◆ Task
Every line of the data should be retyped with no difference from the original.

◆ Records from a collection
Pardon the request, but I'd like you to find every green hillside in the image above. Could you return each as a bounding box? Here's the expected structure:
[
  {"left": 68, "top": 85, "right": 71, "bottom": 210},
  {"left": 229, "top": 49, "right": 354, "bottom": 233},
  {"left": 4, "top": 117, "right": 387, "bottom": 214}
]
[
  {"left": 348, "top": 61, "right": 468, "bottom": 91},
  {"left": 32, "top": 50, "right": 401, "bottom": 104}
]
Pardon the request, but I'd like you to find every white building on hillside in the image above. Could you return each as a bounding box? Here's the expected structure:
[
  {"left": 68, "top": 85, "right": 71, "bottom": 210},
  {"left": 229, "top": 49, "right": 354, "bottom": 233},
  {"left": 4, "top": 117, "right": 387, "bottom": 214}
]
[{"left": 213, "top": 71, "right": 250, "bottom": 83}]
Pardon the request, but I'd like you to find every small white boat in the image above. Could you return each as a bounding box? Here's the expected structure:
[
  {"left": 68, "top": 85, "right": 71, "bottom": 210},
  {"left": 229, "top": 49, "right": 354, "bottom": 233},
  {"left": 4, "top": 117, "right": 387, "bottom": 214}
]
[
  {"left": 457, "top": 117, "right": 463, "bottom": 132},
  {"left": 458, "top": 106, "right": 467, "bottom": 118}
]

◆ Your response
Pardon the request, but I'd like you to find every green hillside in the image above. Could you return each as a bounding box? Here's the expected structure:
[
  {"left": 68, "top": 85, "right": 71, "bottom": 210},
  {"left": 229, "top": 49, "right": 354, "bottom": 233},
  {"left": 4, "top": 117, "right": 387, "bottom": 214}
]
[
  {"left": 348, "top": 61, "right": 468, "bottom": 91},
  {"left": 32, "top": 50, "right": 401, "bottom": 104}
]
Pardon the request, but I'd like you to find every white building on hillside in the image above. Could you return each as a bounding box? Here's the expected structure:
[
  {"left": 68, "top": 85, "right": 71, "bottom": 210},
  {"left": 229, "top": 49, "right": 354, "bottom": 233},
  {"left": 4, "top": 117, "right": 387, "bottom": 214}
]
[{"left": 213, "top": 71, "right": 250, "bottom": 83}]
Pardon the request, but I'd like you to find every small white boat in the image above. Could you return each as a bounding box? Here's the expected structure:
[
  {"left": 68, "top": 85, "right": 71, "bottom": 210},
  {"left": 229, "top": 49, "right": 354, "bottom": 233},
  {"left": 4, "top": 117, "right": 387, "bottom": 214}
]
[
  {"left": 457, "top": 117, "right": 463, "bottom": 132},
  {"left": 458, "top": 106, "right": 467, "bottom": 118}
]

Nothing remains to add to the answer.